Selected extract Start Marker
Turning scattered organisational knowledge into a searchable, cited intelligence layer which reduces discovery time from 7 days to 20 minutes
Every experimentation program generates knowledge. The question is whether that knowledge compounds or disappears.
At Sykes, we were running hundreds of experiments annually across multiple brands and product squads. Each test generated insights some conclusive, some directional, some dead ends that prevented harmful changes. This should have made the organisation smarter with every test. Instead, it created a different problem: knowledge access.
The problem surfaced in a pattern I kept seeing in practice: a product manager would ask 'have we ever tested checkout layout changes?' and the answer required coordinating across teams, manually searching Slack threads, digging through experiment dashboards, and cross-referencing UX research folders. The process took 30–45 minutes minimum and still left uncertainty about whether the complete picture had been found.
This wasn't a knowledge gap. It was a knowledge access problem. Decision-makers weren't acting on what the organisation already knew because finding what we knew took longer than making a gut call.
The stakes: at 300+ annual tests, even a 10% reduction in re-work compounds significantly over time. But the deeper cost was strategic. When institutional knowledge is hard to access, teams either re-test old ideas or avoid bold hypotheses entirely because they can't build confidence from past learnings.
I set out to build a single intelligence layer that made the organisation's complete knowledge base accessible through a single natural language question.
The core architecture used Azure OpenAI for synthesis, Power Automate for orchestration, and intelligent multi-source routing. The system synthesised data from 1,200+ experiments and 200 UX research studies, enabling natural language queries across all sources simultaneously. All outputs were delivered as fully cited HTML reports
The implementation ran through a phased rollout: first indexing the existing experiment archive, then integrating UX research repo, then adding automated meta-analysis as experiments concluded.
The quantitative impact was immediate: discovery time dropped from 7+ days (coordinating teams, manual collation, pattern analysis) to 15–20 minutes through conversational queries.
Decision-makers stopped asking 'I wonder if we know anything about this' and started asking 'what do we know about this?' a subtle shift in language that reflected a fundamental shift in how knowledge was treated.
Selected extract End Marker
Material provided Start Marker
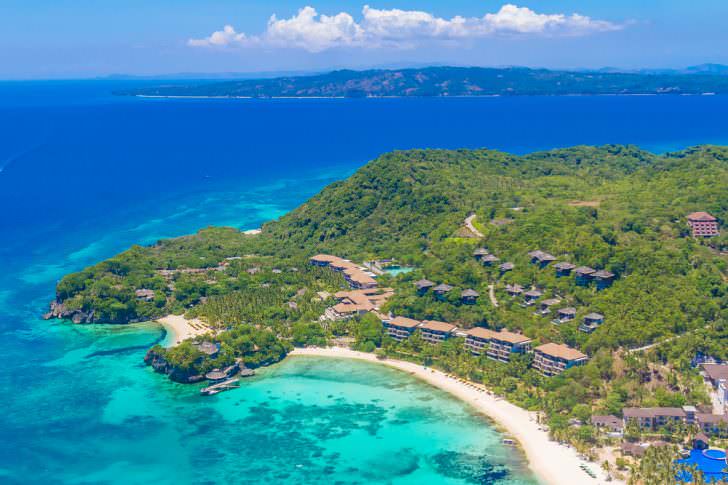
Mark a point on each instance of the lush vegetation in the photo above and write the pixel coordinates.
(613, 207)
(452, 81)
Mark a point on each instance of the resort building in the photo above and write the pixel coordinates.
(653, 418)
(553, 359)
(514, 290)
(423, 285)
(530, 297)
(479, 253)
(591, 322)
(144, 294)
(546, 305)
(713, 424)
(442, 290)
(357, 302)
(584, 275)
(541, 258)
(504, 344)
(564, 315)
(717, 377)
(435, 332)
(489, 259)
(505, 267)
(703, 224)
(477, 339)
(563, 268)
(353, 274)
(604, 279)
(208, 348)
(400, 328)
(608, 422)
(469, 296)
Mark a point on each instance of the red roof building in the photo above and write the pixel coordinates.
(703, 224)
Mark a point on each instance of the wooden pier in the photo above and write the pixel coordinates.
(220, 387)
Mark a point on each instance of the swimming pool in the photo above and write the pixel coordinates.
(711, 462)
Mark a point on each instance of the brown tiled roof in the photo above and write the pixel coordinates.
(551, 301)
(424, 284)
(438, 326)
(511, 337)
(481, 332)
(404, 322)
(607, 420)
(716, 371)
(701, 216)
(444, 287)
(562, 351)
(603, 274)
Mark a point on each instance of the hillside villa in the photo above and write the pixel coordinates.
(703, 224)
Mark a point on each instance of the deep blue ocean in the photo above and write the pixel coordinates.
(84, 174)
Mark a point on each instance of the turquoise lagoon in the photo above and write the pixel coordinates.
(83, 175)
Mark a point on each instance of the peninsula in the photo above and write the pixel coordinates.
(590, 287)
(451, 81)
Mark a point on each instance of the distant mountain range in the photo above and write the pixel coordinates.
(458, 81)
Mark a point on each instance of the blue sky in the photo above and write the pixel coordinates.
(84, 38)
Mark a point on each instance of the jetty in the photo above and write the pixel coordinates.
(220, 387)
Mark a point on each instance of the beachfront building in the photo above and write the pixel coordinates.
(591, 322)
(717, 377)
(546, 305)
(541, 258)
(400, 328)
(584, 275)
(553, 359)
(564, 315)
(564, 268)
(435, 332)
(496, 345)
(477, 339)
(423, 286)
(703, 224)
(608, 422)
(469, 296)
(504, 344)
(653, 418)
Material provided End Marker
Material provided Start Marker
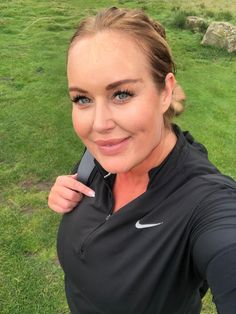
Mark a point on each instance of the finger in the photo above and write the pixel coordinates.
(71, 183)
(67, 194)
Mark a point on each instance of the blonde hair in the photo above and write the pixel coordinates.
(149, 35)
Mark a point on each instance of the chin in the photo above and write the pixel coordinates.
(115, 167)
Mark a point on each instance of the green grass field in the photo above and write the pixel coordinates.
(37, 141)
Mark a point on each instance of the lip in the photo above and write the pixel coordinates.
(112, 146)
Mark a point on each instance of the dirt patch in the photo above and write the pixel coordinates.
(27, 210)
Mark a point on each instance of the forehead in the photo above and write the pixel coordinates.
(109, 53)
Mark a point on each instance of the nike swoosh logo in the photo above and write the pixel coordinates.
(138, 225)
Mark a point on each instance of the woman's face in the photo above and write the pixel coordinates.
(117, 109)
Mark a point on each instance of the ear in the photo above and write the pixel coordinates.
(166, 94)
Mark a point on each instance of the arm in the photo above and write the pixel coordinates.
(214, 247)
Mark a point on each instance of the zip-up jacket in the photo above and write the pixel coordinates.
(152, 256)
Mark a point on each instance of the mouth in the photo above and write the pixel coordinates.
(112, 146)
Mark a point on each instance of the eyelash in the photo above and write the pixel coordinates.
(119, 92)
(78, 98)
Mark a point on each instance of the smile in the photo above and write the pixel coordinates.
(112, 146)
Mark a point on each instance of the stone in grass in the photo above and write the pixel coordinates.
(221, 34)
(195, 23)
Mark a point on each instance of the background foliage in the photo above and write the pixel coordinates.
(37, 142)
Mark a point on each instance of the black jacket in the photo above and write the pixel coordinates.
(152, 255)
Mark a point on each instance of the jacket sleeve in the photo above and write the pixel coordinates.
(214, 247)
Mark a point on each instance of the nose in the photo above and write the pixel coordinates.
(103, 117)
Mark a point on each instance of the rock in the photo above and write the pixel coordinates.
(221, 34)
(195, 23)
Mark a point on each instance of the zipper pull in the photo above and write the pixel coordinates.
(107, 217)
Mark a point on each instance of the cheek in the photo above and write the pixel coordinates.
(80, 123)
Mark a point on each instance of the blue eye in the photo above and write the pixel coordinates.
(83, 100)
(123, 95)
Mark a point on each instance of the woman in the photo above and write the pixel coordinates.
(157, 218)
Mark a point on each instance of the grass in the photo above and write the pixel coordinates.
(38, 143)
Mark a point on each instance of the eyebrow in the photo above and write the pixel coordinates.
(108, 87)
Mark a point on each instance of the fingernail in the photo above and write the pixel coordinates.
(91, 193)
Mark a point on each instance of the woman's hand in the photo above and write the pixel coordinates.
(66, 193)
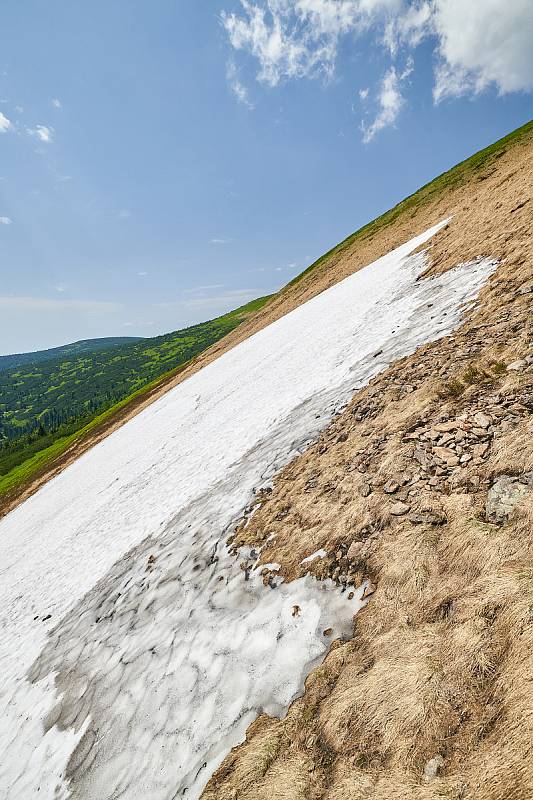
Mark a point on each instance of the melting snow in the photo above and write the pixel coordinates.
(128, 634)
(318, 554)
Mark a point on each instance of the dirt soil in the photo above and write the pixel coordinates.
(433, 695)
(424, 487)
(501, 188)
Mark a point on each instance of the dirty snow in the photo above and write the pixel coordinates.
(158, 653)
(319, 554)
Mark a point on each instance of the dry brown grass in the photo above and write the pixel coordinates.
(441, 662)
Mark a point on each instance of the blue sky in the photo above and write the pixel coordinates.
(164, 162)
Material provided End Marker
• [Directions]: In the write-up on the searchable knowledge layer, which tool handled orchestration?

• [Solved problem]: Power Automate